§ **EXERCISE DETAILS**: Pictures must not be copied, but every entry must be reproduced exactly.

§ **Data excerpts**:

==========

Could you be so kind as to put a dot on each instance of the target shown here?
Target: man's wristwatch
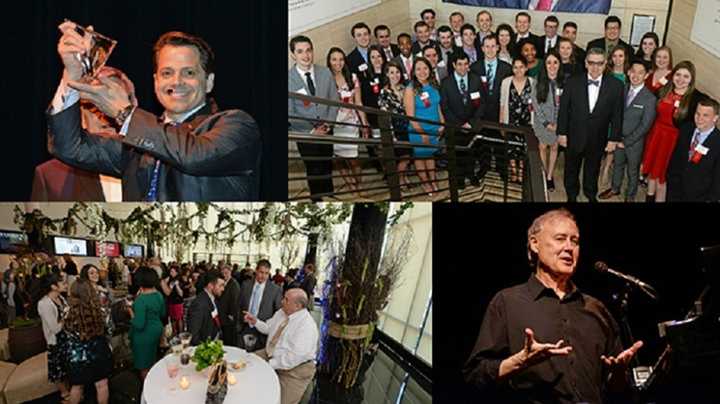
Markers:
(123, 115)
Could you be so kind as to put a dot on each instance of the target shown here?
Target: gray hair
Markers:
(537, 225)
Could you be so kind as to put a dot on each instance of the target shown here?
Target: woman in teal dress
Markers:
(422, 100)
(617, 67)
(146, 324)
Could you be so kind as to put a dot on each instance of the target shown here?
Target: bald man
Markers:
(291, 346)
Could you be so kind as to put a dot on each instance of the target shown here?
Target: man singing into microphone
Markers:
(545, 340)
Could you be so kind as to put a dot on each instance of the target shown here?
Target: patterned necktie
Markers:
(544, 5)
(270, 349)
(311, 84)
(255, 300)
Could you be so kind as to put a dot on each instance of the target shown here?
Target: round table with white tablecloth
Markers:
(257, 383)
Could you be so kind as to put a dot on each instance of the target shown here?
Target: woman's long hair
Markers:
(543, 80)
(640, 54)
(84, 317)
(345, 70)
(432, 80)
(682, 111)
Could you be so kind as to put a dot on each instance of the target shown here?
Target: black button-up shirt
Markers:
(579, 319)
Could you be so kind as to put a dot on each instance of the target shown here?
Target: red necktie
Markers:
(544, 5)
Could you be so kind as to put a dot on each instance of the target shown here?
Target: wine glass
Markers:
(172, 365)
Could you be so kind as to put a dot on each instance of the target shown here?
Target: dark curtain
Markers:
(247, 37)
(655, 243)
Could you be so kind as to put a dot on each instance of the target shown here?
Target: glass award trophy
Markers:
(98, 51)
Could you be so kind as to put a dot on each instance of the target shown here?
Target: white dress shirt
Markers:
(593, 92)
(298, 341)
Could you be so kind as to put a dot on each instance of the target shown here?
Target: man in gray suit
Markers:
(259, 298)
(638, 117)
(307, 78)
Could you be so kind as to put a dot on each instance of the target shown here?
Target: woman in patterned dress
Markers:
(516, 95)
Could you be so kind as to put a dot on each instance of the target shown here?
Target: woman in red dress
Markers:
(674, 105)
(660, 73)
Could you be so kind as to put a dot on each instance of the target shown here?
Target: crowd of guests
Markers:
(81, 310)
(615, 112)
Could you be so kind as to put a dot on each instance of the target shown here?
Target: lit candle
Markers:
(184, 383)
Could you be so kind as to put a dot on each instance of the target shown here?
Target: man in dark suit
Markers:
(357, 59)
(261, 299)
(192, 153)
(492, 71)
(590, 106)
(462, 105)
(204, 318)
(522, 31)
(382, 36)
(228, 305)
(570, 32)
(613, 28)
(694, 170)
(548, 41)
(422, 35)
(307, 78)
(638, 117)
(406, 59)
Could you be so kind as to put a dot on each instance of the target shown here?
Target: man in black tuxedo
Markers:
(491, 71)
(590, 106)
(570, 32)
(261, 299)
(422, 35)
(613, 27)
(694, 170)
(522, 31)
(357, 59)
(462, 105)
(382, 36)
(203, 317)
(550, 39)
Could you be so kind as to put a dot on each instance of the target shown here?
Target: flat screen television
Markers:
(11, 242)
(107, 249)
(72, 246)
(133, 250)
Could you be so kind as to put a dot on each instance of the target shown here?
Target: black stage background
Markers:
(484, 251)
(249, 39)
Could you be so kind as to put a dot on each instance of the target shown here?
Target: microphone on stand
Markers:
(601, 266)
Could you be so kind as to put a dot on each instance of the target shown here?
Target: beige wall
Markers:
(590, 26)
(393, 13)
(707, 65)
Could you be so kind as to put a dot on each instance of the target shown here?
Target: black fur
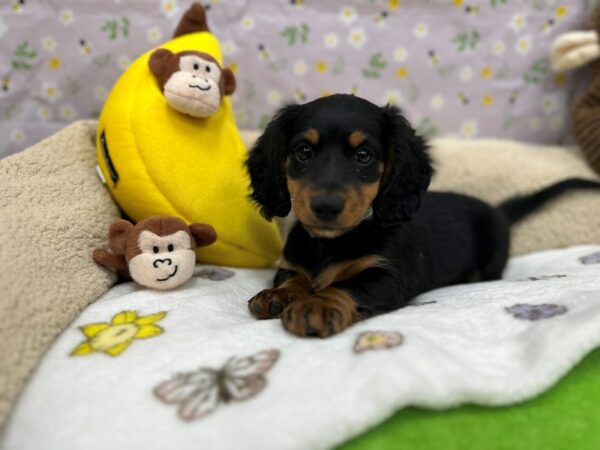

==========

§ **TASK ANSWER**:
Could you be so kind as to put a dot on each instance of the target shown here?
Target: man's wristwatch
Markers:
(123, 115)
Could you be so kind as to put a dot on each instance of the target shown here?
Target: gray hair
Markers:
(537, 225)
Could you be so kind as to put a dot on each instance of the target shown here?
Target: woman in teal dress
Markers:
(422, 100)
(617, 67)
(146, 324)
Could you be so kind as to put a dot on each instance of the target shown here?
Target: bald man
Markers:
(291, 346)
Could you be so kind as to put a dot on each instance of the target shown here?
Target: man singing into microphone
Markers:
(545, 340)
Could you be so kind as to put a dot on each instance of the target shown here?
Target: patterned necktie
Markers:
(544, 5)
(270, 349)
(311, 84)
(255, 300)
Could you be so kind as to put a dot on each instance of the target shown here?
Target: round table with white tablecloth
Markers:
(257, 383)
Could you be so kind as to put a dot on each instance of the target shown here?
Target: woman's long hair
Markers:
(543, 80)
(640, 54)
(84, 317)
(345, 70)
(432, 80)
(682, 111)
Could you be so kind as to put a dot on each instance of the target shown here?
Target: black button-up shirt
Markers:
(579, 319)
Could you be so kind as to put a dot on each instance of the target shown here?
Target: red necktie
Markers:
(544, 5)
Could you be so kind as to put a dot on each instance of the target shown here?
Target: wine glass
Markers:
(172, 365)
Could you be so kind as to put a dot on each instance of the target shown here?
Target: dark curtain
Markers:
(247, 37)
(655, 243)
Could you be so kind as to put a dot on each instance of the target shown here?
Target: glass award trophy
Markers:
(98, 51)
Could you be so kind as to put a dot on each instance of the target shown here?
Target: white dress shirt
Markers:
(593, 92)
(298, 341)
Could you be so kind as to put a dot on each instance of the target shown here?
Target: man in gray suit
Markers:
(259, 298)
(638, 117)
(307, 78)
Could you be so kind as to put a dot on each instance of the target shown here?
Target: woman in patterned dress
Markers:
(516, 95)
Could you be so kind as to put a dot on each instance of the target shown here?
Target: woman in red dress
Markers:
(674, 105)
(660, 73)
Could you be so kind as to put a dot on each instance of the target shown here?
Target: crowd of guests
Markers:
(81, 310)
(615, 112)
Could you be so kind as to put a dot on each instance of the target shown here?
Target: lit candle
Markers:
(184, 383)
Could you be so kind as to put a dot on each instance of the target shown here?
Target: man in dark suit
Markers:
(357, 59)
(261, 299)
(192, 153)
(492, 71)
(590, 106)
(462, 105)
(204, 318)
(522, 31)
(382, 36)
(228, 305)
(570, 32)
(613, 28)
(694, 170)
(548, 41)
(422, 35)
(307, 78)
(638, 117)
(406, 59)
Could you be so kind as to put a dot on each instance of the target shown here?
Target: man in black tuxedo
Markers:
(491, 71)
(590, 106)
(570, 32)
(261, 299)
(422, 35)
(613, 27)
(694, 170)
(522, 31)
(357, 59)
(462, 105)
(382, 36)
(203, 317)
(550, 39)
Could you be so kind as to put a dot on each instance of the target shown here?
Target: flat screen television
Markers:
(11, 242)
(107, 249)
(72, 246)
(133, 250)
Could you be so kind as to put a dot on each instance of the target shown here?
Target: black stage background
Markers:
(484, 251)
(249, 39)
Could you be so kind as to put a dot on each instance of the target shown here?
Target: microphone on stand
Markers:
(601, 266)
Could you be so kind as to put a dot on each instance of the target shown here?
Target: beige wall
Markers:
(590, 26)
(393, 13)
(707, 65)
Could you be so kind as to put a dot on each instance of the target shown here?
Target: black fur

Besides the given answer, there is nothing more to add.